* [Trecho de origem]:
Para Fernandes e Fernandes (2010, p. 480) a vitimologia “desponta como um dos ramos da criminologia, ramo que, sob a filtragem do Direito Penal e da Psiquiatria, tem por escopo a observação biológica, psicológica e social da vítima em face do fenômeno criminal”.

Fernandes e Fernandes (2010) ainda vão além ao afirmarem que a vitimologia tem como propósitos não apenas o estudo da vítima ou de delito, mas da vítima em geral, da pessoa que sofreu um dano, uma lesão, a destruição de um bem, seja por culpa de terceiro ou própria. Dito isto, passaremos ao estudo das crianças vítimas de violência sexual.

* [Informações fornecidas]:

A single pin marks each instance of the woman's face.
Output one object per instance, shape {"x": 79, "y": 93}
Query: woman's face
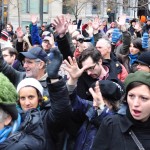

* [Tarefa solicitada]: Reproduza literalmente a parte do trecho sobre vitimologia que vai de "Fernandes e Fernandes (2010)" a "de violência sexual.".

* [Resposta completa]:
Fernandes e Fernandes (2010) ainda vão além ao afirmarem que a vitimologia tem como propósitos não apenas o estudo da vítima ou de delito, mas da vítima em geral, da pessoa que sofreu um dano, uma lesão, a destruição de um bem, seja por culpa de terceiro ou própria. Dito isto, passaremos ao estudo das crianças vítimas de violência sexual.